## WORK REQUEST
What follows is a set of records. Repeat every one of them exactly.
(INFORMATION)
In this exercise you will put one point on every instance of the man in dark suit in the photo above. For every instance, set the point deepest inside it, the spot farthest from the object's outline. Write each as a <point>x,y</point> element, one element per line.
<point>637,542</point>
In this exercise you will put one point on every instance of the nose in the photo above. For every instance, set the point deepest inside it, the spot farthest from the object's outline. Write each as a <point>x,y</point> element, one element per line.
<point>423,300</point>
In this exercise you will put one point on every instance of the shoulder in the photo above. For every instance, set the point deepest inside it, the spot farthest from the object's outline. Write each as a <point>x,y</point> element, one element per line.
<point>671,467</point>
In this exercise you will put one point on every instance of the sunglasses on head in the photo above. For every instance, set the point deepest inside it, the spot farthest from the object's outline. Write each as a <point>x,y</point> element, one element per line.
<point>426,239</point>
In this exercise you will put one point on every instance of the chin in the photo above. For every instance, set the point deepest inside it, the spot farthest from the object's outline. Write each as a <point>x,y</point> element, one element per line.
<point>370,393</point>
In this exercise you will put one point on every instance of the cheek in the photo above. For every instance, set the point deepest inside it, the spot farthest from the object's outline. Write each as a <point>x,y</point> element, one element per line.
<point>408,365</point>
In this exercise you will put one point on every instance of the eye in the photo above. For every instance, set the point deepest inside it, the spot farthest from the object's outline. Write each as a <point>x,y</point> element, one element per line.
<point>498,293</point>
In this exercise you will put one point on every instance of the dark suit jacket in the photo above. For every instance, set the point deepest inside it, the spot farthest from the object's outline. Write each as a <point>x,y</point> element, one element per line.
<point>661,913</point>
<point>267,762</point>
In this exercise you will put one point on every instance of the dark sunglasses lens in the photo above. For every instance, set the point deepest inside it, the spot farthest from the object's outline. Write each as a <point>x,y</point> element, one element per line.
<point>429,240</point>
(End INFORMATION)
## SOLUTION FOR THIS PROBLEM
In this exercise you will put one point on every instance of the man in dark suit in the photo above. For every instance, set the point deepest inside it, the spot farthest from the object's outline. Write each as a <point>x,y</point> element, one element per line.
<point>637,542</point>
In this exercise you will put one point on every instance of the nose in the photo above. For every instance, set the point deepest inside it, the spot farthest from the object's outline. Write each as a <point>x,y</point> element, one element per line.
<point>423,300</point>
In this exercise you will put one point on every instance of the shoulder in the photo above. For every instance, set the point deepest inside it, the spot farthest from the object's outline. Write each as a <point>x,y</point> element, one element per line.
<point>671,467</point>
In this exercise you will put one point on every instance of the sunglasses on head in the photo above. For every instance, set the point deepest inside it, the spot farthest from the object's outline. Write each as a <point>x,y</point> element, one element per line.
<point>426,239</point>
In this exercise you will put one point on every instance of the chin in the photo above. For every instance, set the point deepest inside it, the spot farthest from the object's outline. Write each as a <point>x,y</point> element, one element per line.
<point>370,393</point>
In this exercise you will put one point on every instance of the cheek in the photo above. For every instance, set the point deepest inside it, the spot farthest from the object's outline. Write each as a <point>x,y</point> element, one element per line.
<point>408,365</point>
In this exercise you will put one point on every instance of the eye in the photo above. For every instance, set the point deepest inside it, the spot farthest from the object's outline. Write each as a <point>x,y</point> element, one element per line.
<point>498,293</point>
In this exercise you will put one point on every instance of the dark suit jacket in the photo above. For every instance, set the point deepest inside it, the spot farthest from the object's outline. Write each as a <point>x,y</point> element, one element per line.
<point>661,913</point>
<point>267,762</point>
In this exercise you will put one point on every instance of the dark sunglasses lens in the photo above. For every instance, set the point deepest inside it, the spot farthest from the object's outline. Write each as a <point>x,y</point> element, one element per line.
<point>429,240</point>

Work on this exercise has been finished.